## GIVEN TEXT
-------------------------

What about just waiting until the spring?
Why is the spring going to be any better?
Forgetting that you lose all the NFL talents who won’t be able to leave the college scene fast enough, what’s going to change?
It’s still a long shot that a vaccine will be ready. More directly, if the powers-that-be haven’t figured out how to do this over the last four months, what light bulb is going to turn on in February?
With that said – and PLEASE keep your dopey political opinions in your pocket – the one game-changer could be the election. There might be a very, very different set of rules, guidelines and national protocols to follow in 2021 depending on who wins.
While we’re on this, it’ll be fascinating to see how college football is about get politicized.
Don’t underestimate what a gigantic PR win it would be for the current administration and elected officials in football-mad states if there’s football being played in late October and early November, and don’t dismiss what a colossal political disaster it will be if there isn’t.
So why haven’t athletic directors been sharper about coming up with a plan?
1) There’s no Roger Goodell-type at the top to centralize everything, because 2) the NCAA has zero interest in getting into the liability game and is punting to the conferences, which means 3) the conferences have to deal with various schools and various states with various governors with various sets of rules.
You want to try figuring out college football at the immediate moment in Texas, or Arizona, or in several of the SEC states?
Ten FBS conferences, ten conference commissioners – that doesn’t include Notre Dame – and they’re all looking to not make a mistake.
And then there’s harsh reality of the biggest killer for the schools …
No fans in the stands.
There’s a thought that if there’s not enough money being made off of playing football, then there’s no real point in moving heaven and earth to get a season going.

-------------------------

## TASK ITEM A
Reproduce part of the college football text, beginning at the words "Don’t underestimate what" and stopping after "sets of rules.".
## TASK ITEM B
Shorten the paragraph of the college football text that begins "Don’t underestimate what a gigantic PR win" while keeping its main facts.
## TASK ITEM C
Answer these questions from the college football text, one a line:
(i) How many FBS conferences does it mention?
(ii) What does it call the biggest killer for the schools?
(iii) In what month does it ask whether a light bulb is going to turn on?
The material that comes next is drawn from a separate source.

## Records from a data collection
-------------------------

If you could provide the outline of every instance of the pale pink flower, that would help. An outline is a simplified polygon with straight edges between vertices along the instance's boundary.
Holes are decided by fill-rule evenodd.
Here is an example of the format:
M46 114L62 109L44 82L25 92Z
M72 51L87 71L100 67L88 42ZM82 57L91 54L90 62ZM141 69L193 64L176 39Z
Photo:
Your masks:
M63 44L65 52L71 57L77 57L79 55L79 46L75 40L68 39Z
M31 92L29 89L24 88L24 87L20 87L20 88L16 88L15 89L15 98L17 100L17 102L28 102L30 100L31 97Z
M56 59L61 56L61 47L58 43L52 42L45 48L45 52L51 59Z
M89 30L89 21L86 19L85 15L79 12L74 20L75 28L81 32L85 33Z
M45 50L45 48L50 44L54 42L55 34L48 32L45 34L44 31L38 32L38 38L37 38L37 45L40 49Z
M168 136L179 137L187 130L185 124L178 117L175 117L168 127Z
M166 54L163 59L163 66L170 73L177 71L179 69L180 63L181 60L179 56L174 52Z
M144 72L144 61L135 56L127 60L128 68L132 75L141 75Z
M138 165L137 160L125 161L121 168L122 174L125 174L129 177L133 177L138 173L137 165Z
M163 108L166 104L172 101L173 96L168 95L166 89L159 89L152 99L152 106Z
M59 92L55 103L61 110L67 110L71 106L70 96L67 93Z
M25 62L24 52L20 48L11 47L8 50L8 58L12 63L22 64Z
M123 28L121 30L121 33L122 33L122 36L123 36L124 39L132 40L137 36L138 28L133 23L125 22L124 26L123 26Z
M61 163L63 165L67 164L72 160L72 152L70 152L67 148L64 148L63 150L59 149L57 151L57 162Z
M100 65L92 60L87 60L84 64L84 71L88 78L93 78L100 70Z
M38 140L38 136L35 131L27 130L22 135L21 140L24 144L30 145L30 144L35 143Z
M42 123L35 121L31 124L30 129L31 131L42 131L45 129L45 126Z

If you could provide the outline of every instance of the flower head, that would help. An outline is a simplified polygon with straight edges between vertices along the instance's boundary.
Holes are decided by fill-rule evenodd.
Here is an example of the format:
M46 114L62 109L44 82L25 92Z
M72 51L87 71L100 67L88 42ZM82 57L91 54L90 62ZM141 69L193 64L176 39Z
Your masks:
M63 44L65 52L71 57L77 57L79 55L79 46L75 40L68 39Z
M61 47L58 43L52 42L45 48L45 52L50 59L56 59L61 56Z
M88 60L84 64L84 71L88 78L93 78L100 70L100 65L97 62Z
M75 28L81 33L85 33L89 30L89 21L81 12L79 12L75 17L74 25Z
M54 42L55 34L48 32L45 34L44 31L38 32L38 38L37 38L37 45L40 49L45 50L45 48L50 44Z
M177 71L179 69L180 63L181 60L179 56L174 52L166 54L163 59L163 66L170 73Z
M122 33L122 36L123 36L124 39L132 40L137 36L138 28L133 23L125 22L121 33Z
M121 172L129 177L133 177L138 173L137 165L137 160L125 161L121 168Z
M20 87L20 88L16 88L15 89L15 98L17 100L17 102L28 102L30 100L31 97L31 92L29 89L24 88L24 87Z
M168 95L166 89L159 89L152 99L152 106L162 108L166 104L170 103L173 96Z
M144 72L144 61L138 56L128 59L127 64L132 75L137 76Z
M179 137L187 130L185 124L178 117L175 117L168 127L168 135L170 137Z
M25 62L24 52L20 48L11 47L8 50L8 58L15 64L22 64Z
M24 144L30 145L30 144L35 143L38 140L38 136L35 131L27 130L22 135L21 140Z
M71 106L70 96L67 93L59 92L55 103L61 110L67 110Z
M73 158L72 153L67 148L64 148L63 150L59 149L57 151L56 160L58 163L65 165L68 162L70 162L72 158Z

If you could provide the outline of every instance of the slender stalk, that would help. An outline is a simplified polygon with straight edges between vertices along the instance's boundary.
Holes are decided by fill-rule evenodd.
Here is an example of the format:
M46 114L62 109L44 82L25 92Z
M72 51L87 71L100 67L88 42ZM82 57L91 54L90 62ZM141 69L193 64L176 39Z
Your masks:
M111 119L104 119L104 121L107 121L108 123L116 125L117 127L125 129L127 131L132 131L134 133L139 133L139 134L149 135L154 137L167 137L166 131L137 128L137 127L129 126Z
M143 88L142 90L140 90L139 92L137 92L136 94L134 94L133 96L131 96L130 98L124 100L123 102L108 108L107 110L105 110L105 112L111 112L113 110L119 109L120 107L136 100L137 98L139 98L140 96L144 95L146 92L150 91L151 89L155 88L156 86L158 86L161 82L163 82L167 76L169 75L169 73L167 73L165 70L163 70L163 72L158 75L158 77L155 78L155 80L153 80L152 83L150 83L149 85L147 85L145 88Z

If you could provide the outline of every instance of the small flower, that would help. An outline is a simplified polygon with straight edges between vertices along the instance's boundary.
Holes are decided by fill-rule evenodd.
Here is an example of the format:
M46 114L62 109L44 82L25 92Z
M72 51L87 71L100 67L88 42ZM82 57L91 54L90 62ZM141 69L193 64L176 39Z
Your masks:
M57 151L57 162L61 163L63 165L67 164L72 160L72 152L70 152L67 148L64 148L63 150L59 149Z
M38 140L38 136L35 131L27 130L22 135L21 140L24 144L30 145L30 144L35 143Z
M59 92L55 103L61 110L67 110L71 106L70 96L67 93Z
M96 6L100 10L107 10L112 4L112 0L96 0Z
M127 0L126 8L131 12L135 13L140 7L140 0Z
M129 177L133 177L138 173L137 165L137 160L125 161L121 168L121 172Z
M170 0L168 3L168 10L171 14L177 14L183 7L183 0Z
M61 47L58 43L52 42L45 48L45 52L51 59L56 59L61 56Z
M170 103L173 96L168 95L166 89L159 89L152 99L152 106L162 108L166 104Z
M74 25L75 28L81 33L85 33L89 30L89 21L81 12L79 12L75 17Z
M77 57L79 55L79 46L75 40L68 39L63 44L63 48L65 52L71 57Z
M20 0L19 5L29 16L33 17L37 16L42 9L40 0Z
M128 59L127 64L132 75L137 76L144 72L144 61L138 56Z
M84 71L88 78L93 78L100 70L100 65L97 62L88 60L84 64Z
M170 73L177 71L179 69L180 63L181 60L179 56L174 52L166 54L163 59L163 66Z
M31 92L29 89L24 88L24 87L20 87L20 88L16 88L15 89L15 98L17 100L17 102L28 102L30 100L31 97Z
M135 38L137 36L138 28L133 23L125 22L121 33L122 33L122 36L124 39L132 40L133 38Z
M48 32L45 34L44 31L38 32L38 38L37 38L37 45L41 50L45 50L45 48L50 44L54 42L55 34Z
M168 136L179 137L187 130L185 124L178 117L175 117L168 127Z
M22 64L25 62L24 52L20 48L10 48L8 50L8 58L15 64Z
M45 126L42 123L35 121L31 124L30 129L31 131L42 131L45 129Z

-------------------------

## RESPONSE AREA A
Don’t underestimate what a gigantic PR win it would be for the current administration and elected officials in football-mad states if there’s football being played in late October and early November, and don’t dismiss what a colossal political disaster it will be if there isn’t.
So why haven’t athletic directors been sharper about coming up with a plan?
1) There’s no Roger Goodell-type at the top to centralize everything, because 2) the NCAA has zero interest in getting into the liability game and is punting to the conferences, which means 3) the conferences have to deal with various schools and various states with various governors with various sets of rules.

## RESPONSE AREA B
Football in late October and early November would be a huge PR win for the current administration and for elected officials in football-mad states. No football would be a colossal political disaster for them.

## RESPONSE AREA C
(i) Ten.
(ii) No fans in the stands.
(iii) February.